» **Belge**:
Selanik’te kaldığı dört aydan sonra Şam’a döndü ve topçu stajını tamamladı. Bu görevin sonunda da kolağası rütbesine yükseltildi. Aynı yıl, önce Şam’daki Ordu Kurmay Heyeti’ne daha sonra merkezi Manastır’da bulunan 3. Ordu’ya atandı. Bu sıralarda, Selanik’teki Vatan ve Hürriyet Cemiyeti üyelerini de içine almış olan İttihat ve Terakki Cemiyeti faaliyet halinde idi. Mustafa Kemal de Selânik’e geldikten sonra bu cemiyete dahil olarak hizmet görmeye başladı. Memleketin istibdat idaresinden kurtarılması ve yapılacak yenilikler onun da temel düşüncesiydi. Selanik’e gelişini takiben kısa bir süre sonra 22 Haziran 1908’de Üsküp-Selanik arasındaki demiryolu müfettişliği de 3. Ordu Karargâhındaki görevine ek olarak kendisine verildi. Bu dönemde Rumeli’de faaliyet gösteren İttihat ve Terakki Cemiyeti II. Abdülhamit’i, 1876 Anayasası’nı yeniden yürürlüğe koymaya ve kapatılan Meclis-i Mebusan’ı tekrar toplantıya çağırmaya zorlamaktaydı. İttihat ve Terakki Cemiyeti’nin bu girişimleri adım adım II. Meşrutiyetin ilânını hazırladı.

23 Temmuz 1908 tarihinde II. Meşrutiyet ilân edildiği zaman Mustafa Kemal, kolağası rütbesiyle Selanik’te askerî görevini sürdürmekte, bir yandan da İttihat ve Terakki Cemiyeti içinde çalışarak İstanbul’daki siyasi gelişmeleri yakından izlemekteydi. Mustafa Kemal II. Meşrutiyet gibi büyük bir inkılâbı takiben yapılanları yeterli görmüyor; memlekette daha büyük ve daha köklü değişikliklerin gerçekleştirilmesi gerektiğine inanıyordu. Onun görüşleri İttihat ve Terakki Cemiyeti ileri gelenlerinin görüş ve düşünceleriyle uyuşmuyordu. Buna rağmen fikirleriyle zamanın söz sahibi kişilerini uyarmaktan da çekinmiyordu. II. Meşrutiyet’in ilânının üzerinden henüz bir yıl geçmemişti ki İstanbul’da 13 Nisan 1909’da bu harekete karşı, gerici çevrelerce desteklenen büyük bir isyan gelişti. Mustafa Kemal, 31 Mart Olayı olarak bilinen bu isyanı bastırmak üzere Rumeli’de oluşturulan Hareket Ordusu’nun Kurmay Başkanlığı’na getirildi ve bu ordu ile 19 Nisan 1909 tarihinde istanbul’a geldi.

» **Koordinat işaretleme kayıtları**:
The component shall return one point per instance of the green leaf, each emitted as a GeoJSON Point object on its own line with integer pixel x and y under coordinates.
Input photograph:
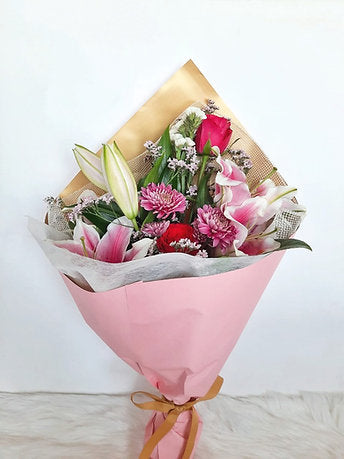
{"type": "Point", "coordinates": [149, 218]}
{"type": "Point", "coordinates": [203, 196]}
{"type": "Point", "coordinates": [156, 174]}
{"type": "Point", "coordinates": [292, 244]}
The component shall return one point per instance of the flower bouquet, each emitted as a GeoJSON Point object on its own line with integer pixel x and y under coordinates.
{"type": "Point", "coordinates": [167, 252]}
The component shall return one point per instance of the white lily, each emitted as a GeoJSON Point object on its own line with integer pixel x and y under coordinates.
{"type": "Point", "coordinates": [90, 165]}
{"type": "Point", "coordinates": [120, 181]}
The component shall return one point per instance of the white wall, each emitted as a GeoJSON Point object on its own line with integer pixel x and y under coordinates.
{"type": "Point", "coordinates": [75, 70]}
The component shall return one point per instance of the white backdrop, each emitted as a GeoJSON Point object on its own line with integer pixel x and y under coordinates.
{"type": "Point", "coordinates": [75, 71]}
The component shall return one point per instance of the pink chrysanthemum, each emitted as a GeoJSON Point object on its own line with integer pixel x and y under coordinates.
{"type": "Point", "coordinates": [155, 229]}
{"type": "Point", "coordinates": [214, 225]}
{"type": "Point", "coordinates": [162, 199]}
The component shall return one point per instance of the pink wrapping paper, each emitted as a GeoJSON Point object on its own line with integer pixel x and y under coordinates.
{"type": "Point", "coordinates": [178, 333]}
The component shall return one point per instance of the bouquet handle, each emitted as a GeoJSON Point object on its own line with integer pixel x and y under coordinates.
{"type": "Point", "coordinates": [162, 405]}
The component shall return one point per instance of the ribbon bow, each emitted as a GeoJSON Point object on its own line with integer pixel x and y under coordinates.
{"type": "Point", "coordinates": [166, 406]}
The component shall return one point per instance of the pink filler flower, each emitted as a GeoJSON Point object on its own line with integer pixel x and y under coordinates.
{"type": "Point", "coordinates": [162, 199]}
{"type": "Point", "coordinates": [224, 232]}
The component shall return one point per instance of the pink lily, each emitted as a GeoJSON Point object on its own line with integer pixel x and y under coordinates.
{"type": "Point", "coordinates": [230, 184]}
{"type": "Point", "coordinates": [112, 247]}
{"type": "Point", "coordinates": [275, 199]}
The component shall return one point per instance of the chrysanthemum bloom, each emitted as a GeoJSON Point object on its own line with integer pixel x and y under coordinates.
{"type": "Point", "coordinates": [162, 200]}
{"type": "Point", "coordinates": [225, 233]}
{"type": "Point", "coordinates": [155, 229]}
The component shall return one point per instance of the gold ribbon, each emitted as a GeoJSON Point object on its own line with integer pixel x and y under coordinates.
{"type": "Point", "coordinates": [166, 406]}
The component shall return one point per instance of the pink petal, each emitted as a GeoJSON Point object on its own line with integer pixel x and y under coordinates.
{"type": "Point", "coordinates": [138, 250]}
{"type": "Point", "coordinates": [240, 193]}
{"type": "Point", "coordinates": [89, 233]}
{"type": "Point", "coordinates": [72, 246]}
{"type": "Point", "coordinates": [114, 243]}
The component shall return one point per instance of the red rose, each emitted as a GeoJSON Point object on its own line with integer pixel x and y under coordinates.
{"type": "Point", "coordinates": [174, 233]}
{"type": "Point", "coordinates": [215, 129]}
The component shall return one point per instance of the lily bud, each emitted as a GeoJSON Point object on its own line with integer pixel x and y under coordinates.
{"type": "Point", "coordinates": [119, 180]}
{"type": "Point", "coordinates": [90, 165]}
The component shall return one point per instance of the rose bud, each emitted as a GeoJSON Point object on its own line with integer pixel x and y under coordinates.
{"type": "Point", "coordinates": [217, 130]}
{"type": "Point", "coordinates": [179, 237]}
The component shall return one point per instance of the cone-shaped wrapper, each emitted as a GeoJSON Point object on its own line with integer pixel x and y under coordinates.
{"type": "Point", "coordinates": [178, 333]}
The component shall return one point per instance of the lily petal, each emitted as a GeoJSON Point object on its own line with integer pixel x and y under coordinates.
{"type": "Point", "coordinates": [89, 234]}
{"type": "Point", "coordinates": [89, 164]}
{"type": "Point", "coordinates": [138, 250]}
{"type": "Point", "coordinates": [113, 245]}
{"type": "Point", "coordinates": [120, 180]}
{"type": "Point", "coordinates": [247, 212]}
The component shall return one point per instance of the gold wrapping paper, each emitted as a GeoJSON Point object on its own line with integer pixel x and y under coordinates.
{"type": "Point", "coordinates": [187, 86]}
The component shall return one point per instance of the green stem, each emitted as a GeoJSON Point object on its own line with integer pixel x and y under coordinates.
{"type": "Point", "coordinates": [202, 168]}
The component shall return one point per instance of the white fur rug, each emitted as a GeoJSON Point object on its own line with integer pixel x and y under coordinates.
{"type": "Point", "coordinates": [271, 426]}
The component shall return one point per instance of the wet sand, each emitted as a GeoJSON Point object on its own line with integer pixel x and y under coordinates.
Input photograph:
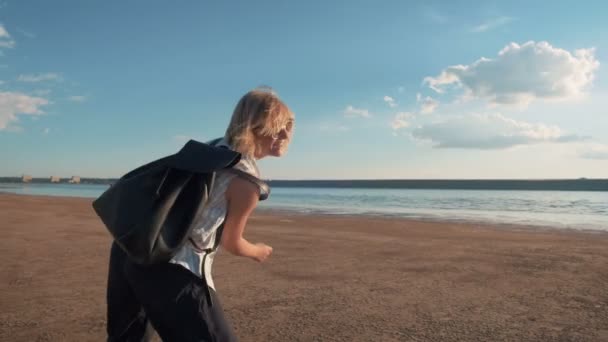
{"type": "Point", "coordinates": [331, 278]}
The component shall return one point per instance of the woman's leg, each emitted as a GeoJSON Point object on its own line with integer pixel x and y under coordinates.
{"type": "Point", "coordinates": [177, 302]}
{"type": "Point", "coordinates": [126, 319]}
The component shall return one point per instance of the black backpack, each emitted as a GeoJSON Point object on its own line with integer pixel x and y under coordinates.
{"type": "Point", "coordinates": [151, 210]}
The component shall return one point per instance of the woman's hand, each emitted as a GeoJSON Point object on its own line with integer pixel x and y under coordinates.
{"type": "Point", "coordinates": [263, 253]}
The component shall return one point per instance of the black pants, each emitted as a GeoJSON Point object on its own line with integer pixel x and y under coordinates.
{"type": "Point", "coordinates": [165, 297]}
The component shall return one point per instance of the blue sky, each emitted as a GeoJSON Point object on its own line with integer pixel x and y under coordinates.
{"type": "Point", "coordinates": [380, 89]}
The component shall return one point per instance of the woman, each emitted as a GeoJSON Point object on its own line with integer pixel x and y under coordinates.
{"type": "Point", "coordinates": [178, 298]}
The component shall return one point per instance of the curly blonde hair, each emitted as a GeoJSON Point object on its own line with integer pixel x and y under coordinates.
{"type": "Point", "coordinates": [260, 112]}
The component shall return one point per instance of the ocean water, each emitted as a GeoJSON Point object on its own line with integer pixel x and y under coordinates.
{"type": "Point", "coordinates": [559, 209]}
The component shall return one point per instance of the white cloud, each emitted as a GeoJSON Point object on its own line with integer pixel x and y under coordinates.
{"type": "Point", "coordinates": [351, 112]}
{"type": "Point", "coordinates": [390, 101]}
{"type": "Point", "coordinates": [77, 98]}
{"type": "Point", "coordinates": [492, 24]}
{"type": "Point", "coordinates": [334, 128]}
{"type": "Point", "coordinates": [13, 104]}
{"type": "Point", "coordinates": [28, 34]}
{"type": "Point", "coordinates": [6, 41]}
{"type": "Point", "coordinates": [34, 78]}
{"type": "Point", "coordinates": [401, 120]}
{"type": "Point", "coordinates": [594, 151]}
{"type": "Point", "coordinates": [489, 131]}
{"type": "Point", "coordinates": [521, 74]}
{"type": "Point", "coordinates": [181, 138]}
{"type": "Point", "coordinates": [427, 104]}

» **Görevin amacı**: Mustafa Kemal'in II. Meşrutiyet yıllarını anlatan metni, son cümlesinden sonra devam ettirin.

» **Görevin cevabı**:
Hareket Ordusu’nun gerek yoldaki gerekse İstanbul’daki sevk ve idaresinde Kurmay Başkanı olarak önemli hizmetler yaptı. Hareket Ordusu’nun İstanbul’a girdiği gün halka hitaben yayınladığı bildiriyi de kendisi yazmıştı. Hareket Ordusu’nun duruma hâkim olmasından sonra II. Abdülhamit tahttan indirildi, yerine Sultan Mehmet Reşat getirildi.

Mustafa Kemal, bu gerici olayın bastırılmasından sonra istanbul’da çok kalmayarak 16 Mayıs 1909’da tekrar Selanik’e döndü. Bu sıralarda Selanik ve çevresinde yapılan manevralarda, tatbikatlarda düşünce ve görüşlerini cesaretle savunuyor, bu ise bazı üstlerinin dikkatini çekerken bazılarının da tahammülsüzlüğüne sebep oluyordu. Kendisi, bir yandan da askerî eğitim konuları üzerinde telif ve tercüme eserler hazırlıyordu.

O, II. Meşrutiyet’in ilan edilmesinden sonra ordunun İttihat ve Terakki ile sıkı ilişkisinin ve siyasete karışmasının tehlikelerini sezinlemeye başlamış, bu görüşlerini 22 Eylül 1909’da Selanik’te toplanan İttihat ve Terakki Büyük Kongresi’nde açıkça dile getirmişti. Fakat cemiyetin önde gelenleri onun bu görüşlerini paylaşmadılar.

Mustafa Kemal de kendisini cemiyetten uzak tutarak doğrudan doğruya askeri görevler verdi. İttihat ve Terakki ile anlaşmazlığı ve aralarının açılması böyle başladı. Mustafa Kemal, Selanik’teki görevini başarı ile yürütürken 1910 yılı eylül ayında askeri manevraları izleme amacıyla Fransa’ya gönderildi. Burada Fransız ordusunu ve komutanlarını yakından tanıdı.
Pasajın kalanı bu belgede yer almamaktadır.